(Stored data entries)
________________

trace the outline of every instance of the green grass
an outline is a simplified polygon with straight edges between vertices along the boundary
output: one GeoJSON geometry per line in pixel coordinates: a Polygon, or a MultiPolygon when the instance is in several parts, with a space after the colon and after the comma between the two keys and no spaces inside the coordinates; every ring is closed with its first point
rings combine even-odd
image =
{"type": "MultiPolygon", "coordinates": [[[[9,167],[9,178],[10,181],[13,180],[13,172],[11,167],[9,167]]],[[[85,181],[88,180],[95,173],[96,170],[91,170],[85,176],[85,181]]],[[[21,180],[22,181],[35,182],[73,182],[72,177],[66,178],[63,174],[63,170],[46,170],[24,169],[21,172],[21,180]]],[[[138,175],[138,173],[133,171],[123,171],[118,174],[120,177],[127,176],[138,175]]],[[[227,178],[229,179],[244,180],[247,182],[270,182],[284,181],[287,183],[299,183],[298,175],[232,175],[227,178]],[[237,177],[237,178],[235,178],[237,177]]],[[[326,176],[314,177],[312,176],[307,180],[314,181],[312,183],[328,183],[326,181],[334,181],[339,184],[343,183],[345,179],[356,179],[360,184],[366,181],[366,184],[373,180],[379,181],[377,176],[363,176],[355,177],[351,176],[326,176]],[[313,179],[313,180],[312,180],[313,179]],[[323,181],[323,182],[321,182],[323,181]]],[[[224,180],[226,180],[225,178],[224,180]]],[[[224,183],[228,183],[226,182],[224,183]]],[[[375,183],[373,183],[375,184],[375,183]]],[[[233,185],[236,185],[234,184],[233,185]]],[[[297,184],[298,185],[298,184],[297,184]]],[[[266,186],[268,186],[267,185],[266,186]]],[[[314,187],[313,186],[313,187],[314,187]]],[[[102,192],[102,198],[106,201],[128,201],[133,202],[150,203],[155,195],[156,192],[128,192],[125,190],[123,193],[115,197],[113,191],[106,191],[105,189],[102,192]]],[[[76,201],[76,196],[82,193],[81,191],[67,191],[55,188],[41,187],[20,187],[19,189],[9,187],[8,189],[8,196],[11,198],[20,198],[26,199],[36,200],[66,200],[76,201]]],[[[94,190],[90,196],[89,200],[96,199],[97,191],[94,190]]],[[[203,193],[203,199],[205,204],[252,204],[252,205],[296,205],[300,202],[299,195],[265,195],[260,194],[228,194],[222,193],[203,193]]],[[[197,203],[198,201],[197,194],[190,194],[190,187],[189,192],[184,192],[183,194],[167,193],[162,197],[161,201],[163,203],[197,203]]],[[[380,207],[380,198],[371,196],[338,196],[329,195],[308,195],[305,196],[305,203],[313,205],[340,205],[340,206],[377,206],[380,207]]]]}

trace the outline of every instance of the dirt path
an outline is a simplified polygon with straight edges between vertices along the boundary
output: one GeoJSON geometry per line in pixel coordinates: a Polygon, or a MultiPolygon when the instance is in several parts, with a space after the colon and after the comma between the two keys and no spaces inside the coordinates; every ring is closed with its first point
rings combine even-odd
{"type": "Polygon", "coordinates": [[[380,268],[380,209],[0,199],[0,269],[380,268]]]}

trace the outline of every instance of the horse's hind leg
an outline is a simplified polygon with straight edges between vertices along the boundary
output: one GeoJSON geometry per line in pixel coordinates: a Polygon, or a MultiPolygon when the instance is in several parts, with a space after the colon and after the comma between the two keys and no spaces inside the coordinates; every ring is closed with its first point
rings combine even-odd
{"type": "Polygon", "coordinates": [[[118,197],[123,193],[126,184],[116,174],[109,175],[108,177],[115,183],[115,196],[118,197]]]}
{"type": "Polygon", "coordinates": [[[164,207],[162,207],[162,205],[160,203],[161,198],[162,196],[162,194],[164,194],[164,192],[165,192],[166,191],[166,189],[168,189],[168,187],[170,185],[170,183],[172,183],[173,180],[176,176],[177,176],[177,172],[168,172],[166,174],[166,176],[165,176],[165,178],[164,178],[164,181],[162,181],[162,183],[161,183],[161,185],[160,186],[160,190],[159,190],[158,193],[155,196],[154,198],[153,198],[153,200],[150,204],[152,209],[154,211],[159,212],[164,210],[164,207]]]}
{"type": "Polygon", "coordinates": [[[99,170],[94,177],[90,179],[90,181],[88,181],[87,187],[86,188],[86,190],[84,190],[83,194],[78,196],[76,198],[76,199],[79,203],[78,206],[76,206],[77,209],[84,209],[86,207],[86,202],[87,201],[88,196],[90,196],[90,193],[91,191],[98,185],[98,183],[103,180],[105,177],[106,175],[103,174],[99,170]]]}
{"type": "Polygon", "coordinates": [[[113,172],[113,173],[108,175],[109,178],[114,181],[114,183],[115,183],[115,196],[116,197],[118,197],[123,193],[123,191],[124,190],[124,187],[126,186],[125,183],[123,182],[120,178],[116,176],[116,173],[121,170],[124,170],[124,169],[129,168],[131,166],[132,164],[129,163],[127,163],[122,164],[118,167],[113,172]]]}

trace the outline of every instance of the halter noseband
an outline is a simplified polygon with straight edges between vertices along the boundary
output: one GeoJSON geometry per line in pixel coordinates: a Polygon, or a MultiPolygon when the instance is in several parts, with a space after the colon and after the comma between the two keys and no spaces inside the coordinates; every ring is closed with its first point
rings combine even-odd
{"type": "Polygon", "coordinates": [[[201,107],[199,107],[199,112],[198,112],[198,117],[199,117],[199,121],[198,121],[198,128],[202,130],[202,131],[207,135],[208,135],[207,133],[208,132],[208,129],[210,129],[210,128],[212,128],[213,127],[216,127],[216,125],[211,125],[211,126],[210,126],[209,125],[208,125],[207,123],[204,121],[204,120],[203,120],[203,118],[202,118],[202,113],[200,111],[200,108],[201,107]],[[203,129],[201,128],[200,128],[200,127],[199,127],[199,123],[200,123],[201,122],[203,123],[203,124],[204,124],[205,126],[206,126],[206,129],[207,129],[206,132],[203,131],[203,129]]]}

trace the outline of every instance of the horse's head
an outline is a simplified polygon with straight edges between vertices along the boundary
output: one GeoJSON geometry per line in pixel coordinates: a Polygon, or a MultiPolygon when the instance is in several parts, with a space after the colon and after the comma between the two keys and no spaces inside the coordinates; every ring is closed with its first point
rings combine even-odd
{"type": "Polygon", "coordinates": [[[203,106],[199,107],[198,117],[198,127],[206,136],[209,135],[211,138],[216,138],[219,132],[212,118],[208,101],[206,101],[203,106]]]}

________________

**Task objective**: Please reproduce the part that opens with the line containing "trace the outline of every instance of the horse's head" and closes at the end of the items, substituting "streamlined" for "simplified" and keeping everything else unchanged.

**Exercise response**:
trace the outline of every instance of the horse's head
an outline is a streamlined polygon with straight edges between vertices along the boundary
output: one GeoJSON geometry per line in pixel coordinates: a Polygon, or a MultiPolygon when the instance is in several parts, with a space after the colon and after the comma between the two keys and no spaces inside the coordinates; every ring is closed with its first point
rings combine even-odd
{"type": "Polygon", "coordinates": [[[203,106],[199,107],[198,117],[198,127],[206,136],[209,135],[211,138],[216,138],[219,132],[212,118],[208,101],[206,101],[203,106]]]}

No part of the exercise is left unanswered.